→ WHAT IS ASKED
Copy out the lines of the data below without changes, starting at the line that contains "A point falls on each instance of the brown" and continuing through the end of the data. Leave out the pictures.

→ DATA PROVIDED
******
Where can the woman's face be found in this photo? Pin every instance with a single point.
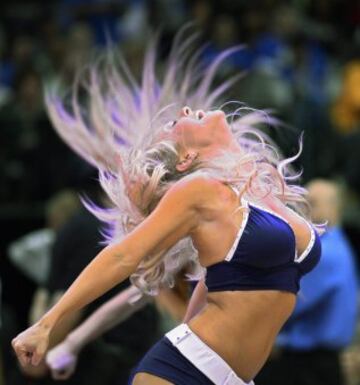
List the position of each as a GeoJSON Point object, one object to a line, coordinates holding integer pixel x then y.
{"type": "Point", "coordinates": [201, 131]}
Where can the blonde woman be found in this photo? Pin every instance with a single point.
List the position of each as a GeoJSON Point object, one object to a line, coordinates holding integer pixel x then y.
{"type": "Point", "coordinates": [193, 184]}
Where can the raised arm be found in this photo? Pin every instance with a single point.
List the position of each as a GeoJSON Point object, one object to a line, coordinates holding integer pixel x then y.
{"type": "Point", "coordinates": [62, 359]}
{"type": "Point", "coordinates": [175, 217]}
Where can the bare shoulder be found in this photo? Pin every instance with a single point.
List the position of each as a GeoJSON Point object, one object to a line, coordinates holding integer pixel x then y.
{"type": "Point", "coordinates": [196, 188]}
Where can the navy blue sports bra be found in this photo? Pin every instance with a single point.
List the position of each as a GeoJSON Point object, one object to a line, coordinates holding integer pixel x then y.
{"type": "Point", "coordinates": [264, 256]}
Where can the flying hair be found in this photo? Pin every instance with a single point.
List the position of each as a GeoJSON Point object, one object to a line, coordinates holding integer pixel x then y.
{"type": "Point", "coordinates": [117, 124]}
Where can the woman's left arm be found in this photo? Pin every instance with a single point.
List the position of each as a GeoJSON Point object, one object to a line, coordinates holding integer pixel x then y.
{"type": "Point", "coordinates": [175, 217]}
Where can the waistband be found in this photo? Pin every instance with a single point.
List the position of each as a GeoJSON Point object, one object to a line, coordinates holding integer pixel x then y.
{"type": "Point", "coordinates": [203, 357]}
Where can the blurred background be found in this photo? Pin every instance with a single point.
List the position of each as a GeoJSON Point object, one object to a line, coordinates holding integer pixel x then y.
{"type": "Point", "coordinates": [301, 58]}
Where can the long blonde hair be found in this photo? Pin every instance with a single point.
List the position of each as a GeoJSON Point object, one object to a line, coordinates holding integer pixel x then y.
{"type": "Point", "coordinates": [118, 129]}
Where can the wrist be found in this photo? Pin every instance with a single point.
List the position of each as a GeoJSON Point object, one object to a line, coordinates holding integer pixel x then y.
{"type": "Point", "coordinates": [73, 343]}
{"type": "Point", "coordinates": [48, 321]}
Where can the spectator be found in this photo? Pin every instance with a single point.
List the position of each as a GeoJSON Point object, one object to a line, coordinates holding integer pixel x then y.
{"type": "Point", "coordinates": [323, 323]}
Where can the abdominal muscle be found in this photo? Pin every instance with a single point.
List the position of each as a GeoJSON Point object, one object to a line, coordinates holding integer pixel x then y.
{"type": "Point", "coordinates": [241, 326]}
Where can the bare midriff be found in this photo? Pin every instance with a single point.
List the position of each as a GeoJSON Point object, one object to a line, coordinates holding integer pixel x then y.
{"type": "Point", "coordinates": [241, 326]}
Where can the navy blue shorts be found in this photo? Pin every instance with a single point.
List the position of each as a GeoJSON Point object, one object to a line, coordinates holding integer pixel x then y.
{"type": "Point", "coordinates": [164, 360]}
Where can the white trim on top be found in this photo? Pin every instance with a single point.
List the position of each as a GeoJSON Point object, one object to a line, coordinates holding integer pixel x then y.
{"type": "Point", "coordinates": [232, 250]}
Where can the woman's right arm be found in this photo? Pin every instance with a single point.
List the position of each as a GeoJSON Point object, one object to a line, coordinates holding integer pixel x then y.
{"type": "Point", "coordinates": [176, 216]}
{"type": "Point", "coordinates": [62, 358]}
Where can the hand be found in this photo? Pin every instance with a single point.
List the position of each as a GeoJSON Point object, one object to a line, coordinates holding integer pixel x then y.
{"type": "Point", "coordinates": [62, 360]}
{"type": "Point", "coordinates": [30, 345]}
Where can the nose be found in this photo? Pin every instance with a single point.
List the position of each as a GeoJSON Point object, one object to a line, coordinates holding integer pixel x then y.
{"type": "Point", "coordinates": [186, 111]}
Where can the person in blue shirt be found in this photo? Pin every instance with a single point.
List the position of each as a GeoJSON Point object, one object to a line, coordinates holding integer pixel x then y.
{"type": "Point", "coordinates": [323, 323]}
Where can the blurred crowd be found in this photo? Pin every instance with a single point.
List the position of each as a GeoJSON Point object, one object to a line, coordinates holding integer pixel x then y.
{"type": "Point", "coordinates": [300, 58]}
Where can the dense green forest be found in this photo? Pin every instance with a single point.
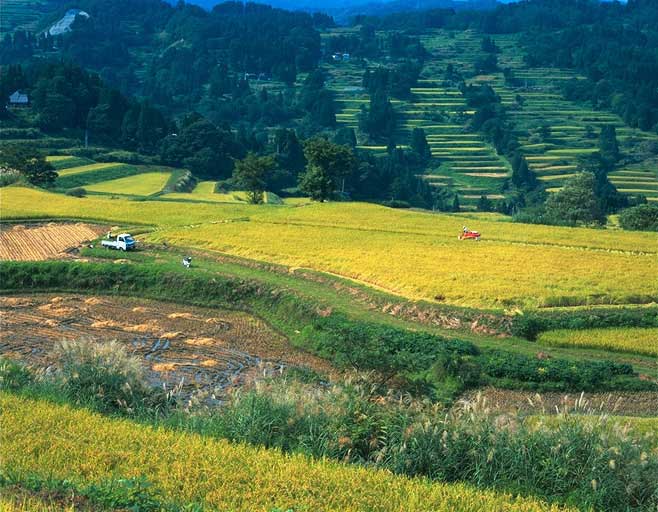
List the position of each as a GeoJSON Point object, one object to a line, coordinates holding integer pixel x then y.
{"type": "Point", "coordinates": [201, 89]}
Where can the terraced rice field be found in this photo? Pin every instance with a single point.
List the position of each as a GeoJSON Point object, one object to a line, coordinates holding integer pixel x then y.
{"type": "Point", "coordinates": [205, 350]}
{"type": "Point", "coordinates": [42, 242]}
{"type": "Point", "coordinates": [144, 184]}
{"type": "Point", "coordinates": [463, 161]}
{"type": "Point", "coordinates": [19, 14]}
{"type": "Point", "coordinates": [635, 340]}
{"type": "Point", "coordinates": [205, 191]}
{"type": "Point", "coordinates": [101, 166]}
{"type": "Point", "coordinates": [641, 179]}
{"type": "Point", "coordinates": [61, 162]}
{"type": "Point", "coordinates": [573, 128]}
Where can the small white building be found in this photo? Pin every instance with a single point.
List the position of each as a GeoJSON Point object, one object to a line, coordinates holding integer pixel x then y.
{"type": "Point", "coordinates": [18, 99]}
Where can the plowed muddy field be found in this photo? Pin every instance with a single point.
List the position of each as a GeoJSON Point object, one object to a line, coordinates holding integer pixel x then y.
{"type": "Point", "coordinates": [44, 241]}
{"type": "Point", "coordinates": [204, 349]}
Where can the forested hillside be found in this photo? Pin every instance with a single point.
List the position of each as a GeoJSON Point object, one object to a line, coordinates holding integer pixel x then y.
{"type": "Point", "coordinates": [445, 109]}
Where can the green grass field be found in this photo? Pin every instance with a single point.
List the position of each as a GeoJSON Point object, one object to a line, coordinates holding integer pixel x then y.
{"type": "Point", "coordinates": [144, 184]}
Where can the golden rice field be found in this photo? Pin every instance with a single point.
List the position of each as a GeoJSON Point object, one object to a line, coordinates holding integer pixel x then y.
{"type": "Point", "coordinates": [143, 184]}
{"type": "Point", "coordinates": [57, 442]}
{"type": "Point", "coordinates": [416, 255]}
{"type": "Point", "coordinates": [627, 339]}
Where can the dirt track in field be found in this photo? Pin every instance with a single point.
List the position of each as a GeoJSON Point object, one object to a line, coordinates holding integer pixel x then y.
{"type": "Point", "coordinates": [206, 349]}
{"type": "Point", "coordinates": [43, 241]}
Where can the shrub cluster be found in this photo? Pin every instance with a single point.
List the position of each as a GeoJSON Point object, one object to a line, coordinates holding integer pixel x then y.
{"type": "Point", "coordinates": [530, 325]}
{"type": "Point", "coordinates": [523, 372]}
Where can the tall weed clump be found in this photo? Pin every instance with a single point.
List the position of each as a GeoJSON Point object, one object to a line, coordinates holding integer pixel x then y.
{"type": "Point", "coordinates": [105, 377]}
{"type": "Point", "coordinates": [589, 461]}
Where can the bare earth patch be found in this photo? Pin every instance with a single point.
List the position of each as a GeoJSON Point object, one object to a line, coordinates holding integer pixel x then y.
{"type": "Point", "coordinates": [177, 347]}
{"type": "Point", "coordinates": [43, 241]}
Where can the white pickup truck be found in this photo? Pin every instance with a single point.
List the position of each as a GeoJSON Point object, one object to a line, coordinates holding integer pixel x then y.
{"type": "Point", "coordinates": [123, 242]}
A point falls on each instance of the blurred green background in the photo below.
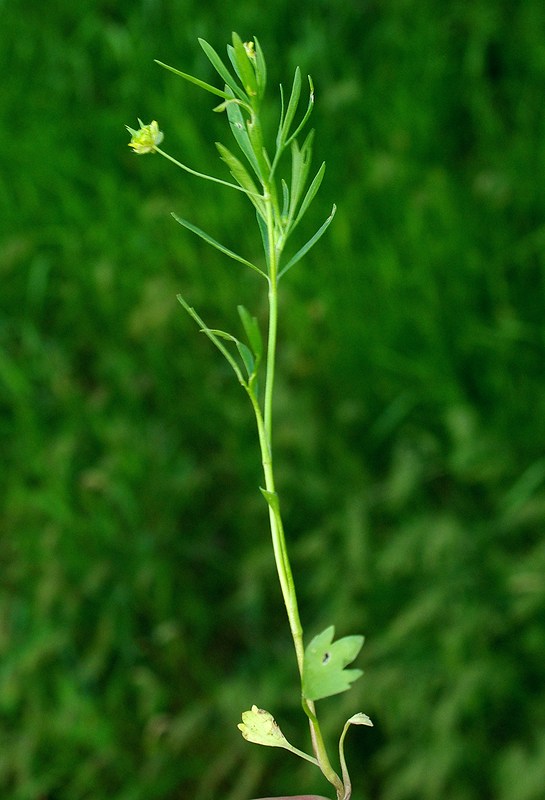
(139, 613)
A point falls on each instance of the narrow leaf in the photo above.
(247, 357)
(244, 67)
(324, 672)
(260, 69)
(292, 107)
(356, 719)
(308, 112)
(272, 499)
(196, 81)
(214, 337)
(238, 128)
(217, 245)
(311, 193)
(241, 175)
(252, 330)
(311, 242)
(221, 69)
(263, 230)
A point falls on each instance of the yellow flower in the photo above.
(146, 139)
(250, 49)
(259, 726)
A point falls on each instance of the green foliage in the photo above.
(417, 420)
(325, 661)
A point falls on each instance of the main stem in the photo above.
(264, 426)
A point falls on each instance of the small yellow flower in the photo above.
(259, 726)
(146, 139)
(250, 49)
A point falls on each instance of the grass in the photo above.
(417, 422)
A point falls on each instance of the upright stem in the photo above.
(264, 427)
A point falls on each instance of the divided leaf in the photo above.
(324, 672)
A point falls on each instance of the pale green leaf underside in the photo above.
(324, 672)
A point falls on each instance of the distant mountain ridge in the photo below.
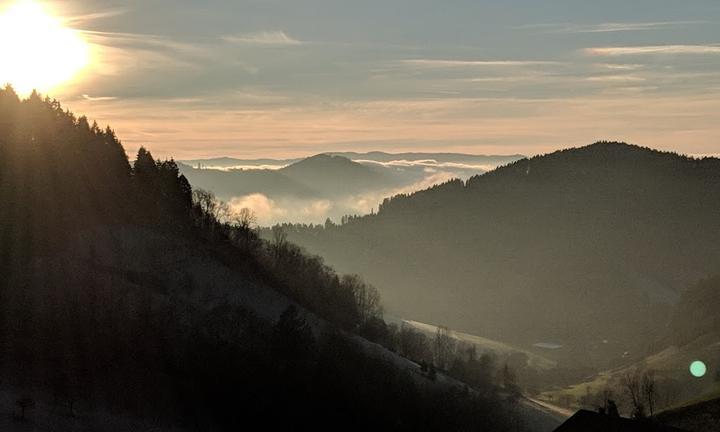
(378, 156)
(595, 241)
(328, 185)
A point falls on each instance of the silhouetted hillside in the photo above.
(123, 291)
(696, 314)
(576, 247)
(698, 417)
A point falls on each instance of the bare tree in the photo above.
(244, 218)
(367, 297)
(632, 382)
(443, 347)
(210, 206)
(649, 390)
(279, 242)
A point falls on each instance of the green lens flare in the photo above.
(698, 369)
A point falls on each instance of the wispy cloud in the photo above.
(615, 78)
(612, 27)
(263, 38)
(428, 163)
(79, 20)
(653, 49)
(98, 98)
(445, 63)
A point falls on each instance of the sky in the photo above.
(290, 78)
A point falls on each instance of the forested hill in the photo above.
(126, 293)
(575, 247)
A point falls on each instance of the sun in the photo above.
(36, 50)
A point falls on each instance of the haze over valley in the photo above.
(401, 215)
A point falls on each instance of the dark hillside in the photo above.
(123, 291)
(574, 247)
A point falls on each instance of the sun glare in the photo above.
(36, 50)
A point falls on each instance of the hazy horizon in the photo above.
(288, 79)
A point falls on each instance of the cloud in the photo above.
(84, 19)
(271, 211)
(608, 27)
(428, 163)
(445, 63)
(615, 78)
(653, 49)
(98, 98)
(262, 38)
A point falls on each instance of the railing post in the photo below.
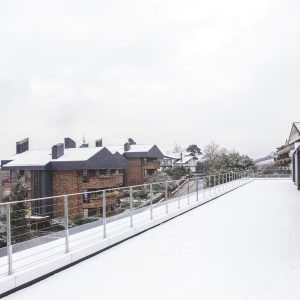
(203, 188)
(104, 214)
(8, 239)
(166, 197)
(197, 189)
(188, 191)
(178, 198)
(66, 221)
(215, 187)
(131, 210)
(151, 202)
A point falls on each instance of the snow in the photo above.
(140, 148)
(78, 154)
(43, 157)
(270, 161)
(244, 245)
(297, 124)
(133, 148)
(30, 158)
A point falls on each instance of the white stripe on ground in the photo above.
(244, 245)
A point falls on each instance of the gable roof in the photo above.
(138, 151)
(143, 151)
(295, 133)
(186, 159)
(73, 159)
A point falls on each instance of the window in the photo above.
(85, 178)
(92, 212)
(85, 197)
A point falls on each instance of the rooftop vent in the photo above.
(69, 143)
(131, 141)
(99, 143)
(84, 146)
(58, 150)
(22, 146)
(126, 147)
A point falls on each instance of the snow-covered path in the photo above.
(243, 245)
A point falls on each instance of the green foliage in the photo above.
(177, 173)
(194, 150)
(112, 194)
(227, 162)
(20, 223)
(159, 177)
(142, 194)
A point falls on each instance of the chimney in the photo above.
(22, 146)
(126, 147)
(84, 146)
(69, 143)
(131, 141)
(99, 143)
(58, 151)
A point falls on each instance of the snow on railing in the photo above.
(35, 230)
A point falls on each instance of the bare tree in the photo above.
(211, 152)
(177, 148)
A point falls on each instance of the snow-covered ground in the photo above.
(243, 245)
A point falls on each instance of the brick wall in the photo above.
(70, 182)
(134, 174)
(67, 182)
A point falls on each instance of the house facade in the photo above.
(283, 153)
(296, 166)
(143, 161)
(84, 171)
(180, 160)
(65, 169)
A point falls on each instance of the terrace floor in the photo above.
(243, 245)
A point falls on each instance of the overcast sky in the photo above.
(161, 72)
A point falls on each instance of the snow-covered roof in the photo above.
(186, 159)
(140, 148)
(265, 162)
(38, 159)
(78, 154)
(115, 148)
(137, 150)
(133, 148)
(297, 125)
(30, 158)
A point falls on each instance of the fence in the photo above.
(36, 230)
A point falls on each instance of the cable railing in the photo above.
(68, 222)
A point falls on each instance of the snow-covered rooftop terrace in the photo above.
(242, 245)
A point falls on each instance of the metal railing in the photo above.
(66, 223)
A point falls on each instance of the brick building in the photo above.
(283, 153)
(65, 170)
(144, 161)
(296, 166)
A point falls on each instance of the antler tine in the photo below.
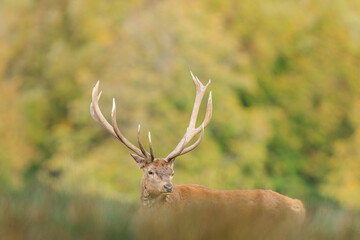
(141, 145)
(151, 148)
(96, 112)
(191, 131)
(188, 149)
(126, 142)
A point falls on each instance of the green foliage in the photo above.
(285, 82)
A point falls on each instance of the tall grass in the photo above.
(41, 213)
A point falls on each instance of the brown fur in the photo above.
(247, 202)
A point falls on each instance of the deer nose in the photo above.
(168, 187)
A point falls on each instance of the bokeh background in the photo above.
(286, 93)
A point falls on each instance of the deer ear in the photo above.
(139, 160)
(171, 161)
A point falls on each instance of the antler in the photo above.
(113, 129)
(191, 131)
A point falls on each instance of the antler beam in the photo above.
(191, 131)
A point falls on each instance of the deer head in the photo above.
(158, 172)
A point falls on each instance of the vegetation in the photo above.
(286, 93)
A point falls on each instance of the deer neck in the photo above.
(150, 201)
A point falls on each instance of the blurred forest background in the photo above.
(285, 82)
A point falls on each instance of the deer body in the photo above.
(157, 190)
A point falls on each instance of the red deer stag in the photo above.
(156, 185)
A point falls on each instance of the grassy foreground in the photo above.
(41, 213)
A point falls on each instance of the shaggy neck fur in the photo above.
(151, 201)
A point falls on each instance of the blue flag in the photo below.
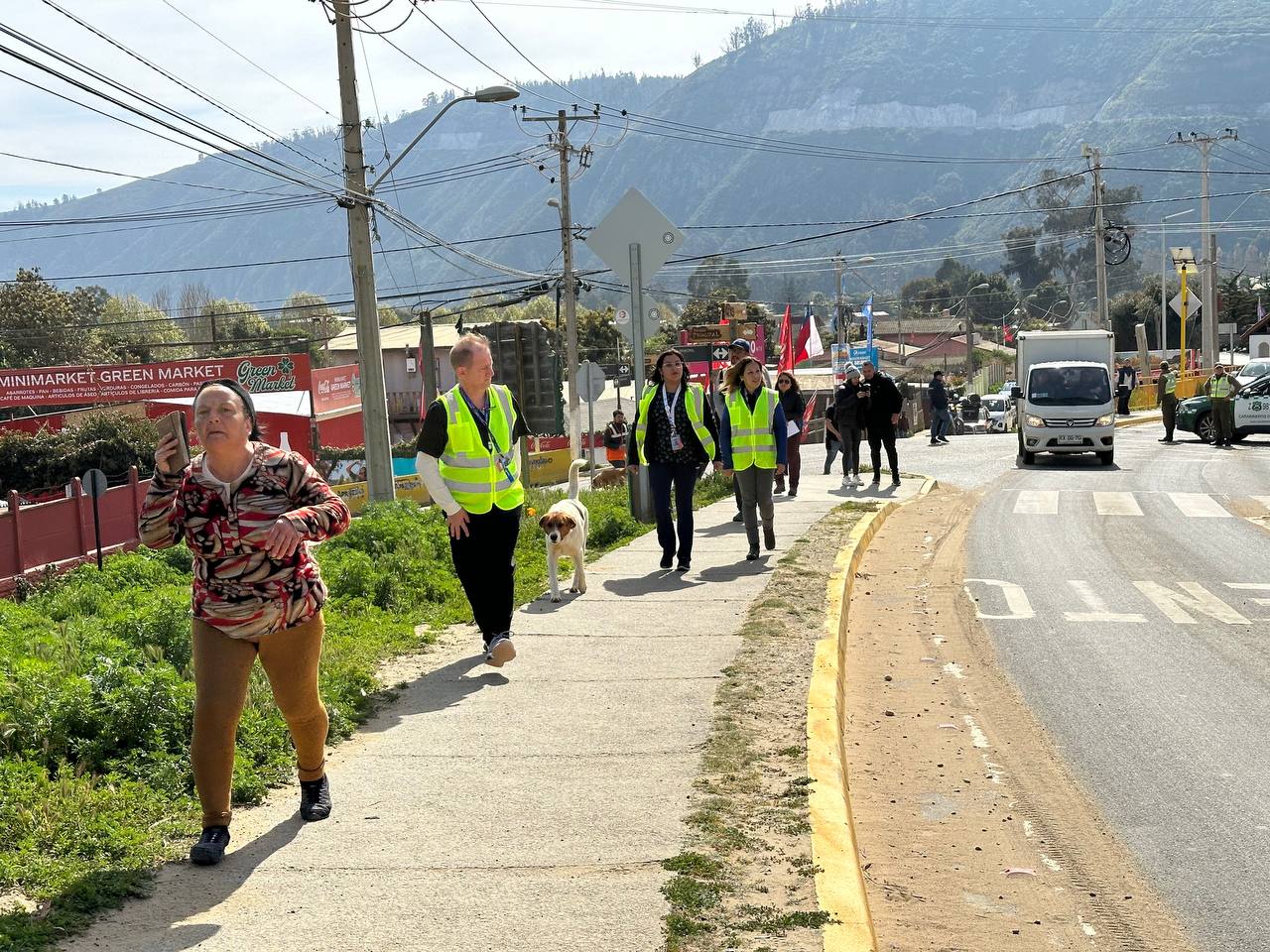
******
→ OUTPUT OF THE TASK
A point falls on each instance of the brown fur in the photo above.
(247, 202)
A point falls on each instance of the deer nose in the photo above.
(168, 187)
A point falls on each instance of the bokeh background in the photo above.
(286, 93)
A point falls on each instance of the deer ear in the photo above.
(139, 160)
(171, 161)
A point falls on each instance of the antler in the photo above.
(113, 129)
(191, 131)
A point falls on each instance of the antler beam in the photo above.
(191, 131)
A point falls on each instance of the deer head in the photo above.
(158, 172)
A point falls on each instance of the vegetation in the photo above.
(286, 93)
A point falls on each instance of the deer neck in the photo above.
(150, 201)
A point falls on each instance of the blurred forest background in the photo above.
(285, 82)
A point falls on each instance of the deer body in the photo above.
(157, 190)
A point falls on each instance of the red deer stag in the photo above.
(156, 185)
A point falls on each instance of the grassy foreground in the photo above.
(41, 213)
A point falls on each instance of the shaggy neck fur in the photo above.
(151, 201)
A point falls on each instance of the blue flag in the photo below.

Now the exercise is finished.